BEGIN

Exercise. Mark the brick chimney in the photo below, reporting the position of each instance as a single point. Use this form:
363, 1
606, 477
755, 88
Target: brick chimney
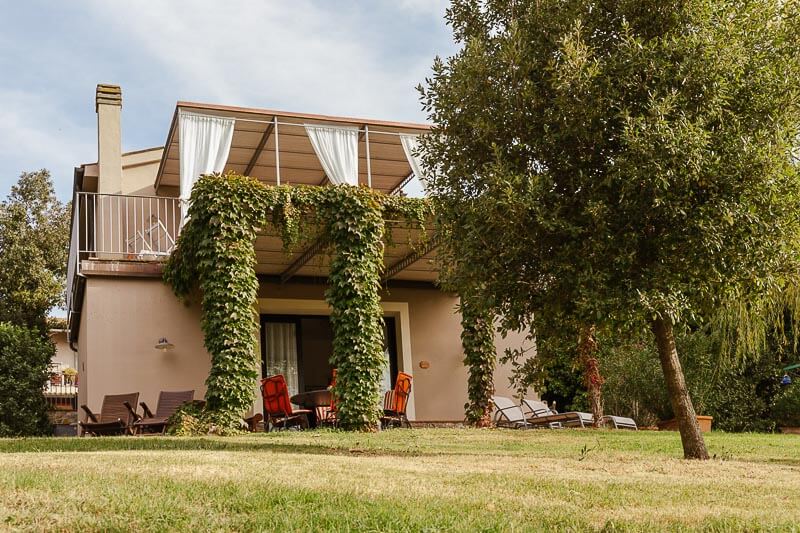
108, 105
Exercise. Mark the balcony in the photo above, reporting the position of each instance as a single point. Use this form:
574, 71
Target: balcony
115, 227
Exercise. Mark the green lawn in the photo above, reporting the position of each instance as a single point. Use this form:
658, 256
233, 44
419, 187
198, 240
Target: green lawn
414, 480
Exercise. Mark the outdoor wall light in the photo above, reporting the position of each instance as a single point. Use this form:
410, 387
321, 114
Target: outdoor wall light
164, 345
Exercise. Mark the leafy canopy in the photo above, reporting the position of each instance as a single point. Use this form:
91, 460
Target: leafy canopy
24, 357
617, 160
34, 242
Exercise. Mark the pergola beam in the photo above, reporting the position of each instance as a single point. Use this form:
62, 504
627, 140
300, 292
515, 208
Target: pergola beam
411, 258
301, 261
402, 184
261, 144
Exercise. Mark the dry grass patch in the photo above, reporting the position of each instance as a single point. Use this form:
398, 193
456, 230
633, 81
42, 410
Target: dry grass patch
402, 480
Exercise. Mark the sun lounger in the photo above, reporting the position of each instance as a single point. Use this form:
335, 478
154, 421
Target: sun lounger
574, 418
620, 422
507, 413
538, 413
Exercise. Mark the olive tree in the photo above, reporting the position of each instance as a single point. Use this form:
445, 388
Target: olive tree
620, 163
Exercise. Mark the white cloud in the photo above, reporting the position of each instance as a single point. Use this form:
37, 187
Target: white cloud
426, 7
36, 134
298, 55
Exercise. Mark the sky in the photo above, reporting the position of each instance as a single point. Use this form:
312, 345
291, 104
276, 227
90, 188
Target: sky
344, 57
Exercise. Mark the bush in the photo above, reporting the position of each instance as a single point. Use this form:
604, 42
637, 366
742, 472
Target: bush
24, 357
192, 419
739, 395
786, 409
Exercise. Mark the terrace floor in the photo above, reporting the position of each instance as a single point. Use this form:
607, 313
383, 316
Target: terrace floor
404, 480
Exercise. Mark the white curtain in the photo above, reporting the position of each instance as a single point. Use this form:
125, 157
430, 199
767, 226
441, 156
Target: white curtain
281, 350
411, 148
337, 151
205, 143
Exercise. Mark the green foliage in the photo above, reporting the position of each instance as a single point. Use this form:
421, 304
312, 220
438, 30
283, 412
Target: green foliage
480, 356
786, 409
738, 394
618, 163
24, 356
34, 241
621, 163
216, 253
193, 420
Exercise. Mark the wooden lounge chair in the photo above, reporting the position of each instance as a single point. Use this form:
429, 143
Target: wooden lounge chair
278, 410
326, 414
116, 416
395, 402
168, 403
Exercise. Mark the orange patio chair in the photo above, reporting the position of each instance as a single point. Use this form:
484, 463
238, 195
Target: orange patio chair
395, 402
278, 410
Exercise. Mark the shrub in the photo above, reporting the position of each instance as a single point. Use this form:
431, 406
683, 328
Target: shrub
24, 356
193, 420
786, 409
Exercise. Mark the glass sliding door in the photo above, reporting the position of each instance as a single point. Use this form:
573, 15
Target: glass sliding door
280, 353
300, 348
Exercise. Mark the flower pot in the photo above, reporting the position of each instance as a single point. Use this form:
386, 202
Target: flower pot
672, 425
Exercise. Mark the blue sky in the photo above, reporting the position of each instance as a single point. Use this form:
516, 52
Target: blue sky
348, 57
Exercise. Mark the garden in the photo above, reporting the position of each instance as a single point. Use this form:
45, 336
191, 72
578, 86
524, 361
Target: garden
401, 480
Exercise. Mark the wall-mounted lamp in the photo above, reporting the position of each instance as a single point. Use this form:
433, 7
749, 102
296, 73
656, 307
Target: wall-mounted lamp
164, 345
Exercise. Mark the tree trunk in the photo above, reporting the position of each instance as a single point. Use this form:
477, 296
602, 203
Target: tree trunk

END

- EXERCISE
Go through the entries above and write them out again exactly, images left behind.

- PROBLEM SOLUTION
Exercise. Mark the brick chimney in the photo below, reporting the position of each instance as a single point. Use this form:
363, 1
606, 477
755, 88
Target: brick chimney
108, 105
Exercise. Mark the balcony in the photo above, reporting the position of each instance as a single point. Use this form:
574, 71
Target: balcony
115, 227
Exercise. Mark the green lawn in the photo above, reporting the position of each instance as a single point. Use this form:
658, 256
233, 44
419, 187
198, 240
Target: green lawn
414, 480
Exercise. Mark the outdoor wall light in the photo above, reporting the position of each instance as a single point. Use this form:
410, 387
321, 114
Target: outdoor wall light
164, 345
Exercise. Mark the leafy canopy in the photo above, reporting the position of each instance as a single point. Use this form:
91, 460
Target: leafy canopy
24, 357
617, 160
34, 242
Exercise. Mark the pergola beam in the photo above, reporting the position of each instance as a single point. Use this form:
62, 504
627, 140
300, 292
515, 208
Target: pergola beam
411, 258
301, 261
402, 184
261, 144
Exercise. Mark the dry grass patch in the photo above, reporting the position of each instance as a single point. Use this form:
398, 193
456, 230
633, 81
42, 410
Target: dry grass patch
402, 480
Exercise. Mark the sun lounger in the photo above, reporting the position of each instance as a single point. Use this form:
335, 478
154, 421
Target: sun lounger
574, 418
620, 422
507, 413
538, 413
Exercise. Mark the olive tree in the photo above, reporting the position of each instance as a single point. Use this form:
445, 388
Target: olive tree
620, 163
Exercise. Mark the white cloud in the photo above, reporting the position of each instance as a single point. Use this form:
37, 187
Target: white cloud
426, 7
36, 134
298, 55
Exercise. Mark the sky in the photo above, reporting the position of each instance as a single point. Use this form:
312, 345
291, 104
276, 227
90, 188
Target: sky
344, 57
Exercise. Mark the bush in the photo above, reporting the position of each instance as a single point. Use this form:
604, 42
637, 366
742, 472
Target: bush
24, 357
192, 419
739, 395
786, 409
Exercise. Mark the terrace floor in the photo above, reporting the position of each instance as a single point. Use this form:
607, 313
383, 316
Target: terrace floor
404, 480
Exercise. Mark the white curtain in the photo above, reporting the position of each instance as a single point. Use this form:
125, 157
430, 199
767, 226
441, 156
Target: white curtain
281, 350
411, 148
337, 151
205, 143
Exercise. Mark the green foliage in the photo above, reporting the position of each instance as a single point. Use this form:
421, 304
312, 220
438, 30
283, 412
Target: green foliage
480, 356
786, 409
738, 394
618, 163
24, 356
34, 241
621, 163
216, 253
193, 420
Exercise. Mark the wooden lounge chair in the photo above, reporting the position of each instance as a single point. Use this form:
429, 143
Target: wooden lounge chair
278, 410
326, 414
116, 416
395, 402
168, 403
Exercise. Mark the orange patio chair in the photo above, reporting the position of each instance as a single point. Use this form:
484, 463
238, 195
Target: orange patio chair
395, 402
278, 410
Exercise. Mark the shrub in the photo above, reporting the position of each instance as a single point. Use this form:
431, 406
683, 328
Target: shrub
24, 356
193, 420
786, 409
Exercise. Mark the glass sliding door in the photo above, reporting the position of each instance as a single point. Use this form:
573, 15
Target: glass sliding door
280, 353
300, 348
Exercise. Mark the flower pot in the photo above, reporting the position of each instance as a single point. Use this form:
386, 202
Target: flower pot
672, 425
Exercise. Mark the blue sky in the photo above, reporting the position of each instance as a single point. Use this form:
516, 52
Target: blue sky
348, 57
Exercise. Mark the garden in the photo above, reporting the position of each instance as a single point. Use this form:
45, 336
191, 72
578, 86
524, 361
Target: garden
401, 480
Exercise. Mark the wall-mounted lamp in the photo above, reporting the position of each instance as a single point. Use this form:
433, 7
749, 102
296, 73
656, 307
Target: wall-mounted lamp
164, 345
Exercise. Mark the tree trunk in the photo above, reporting the position of each instance as a single point. Use this form:
477, 296
602, 203
Target: tree trunk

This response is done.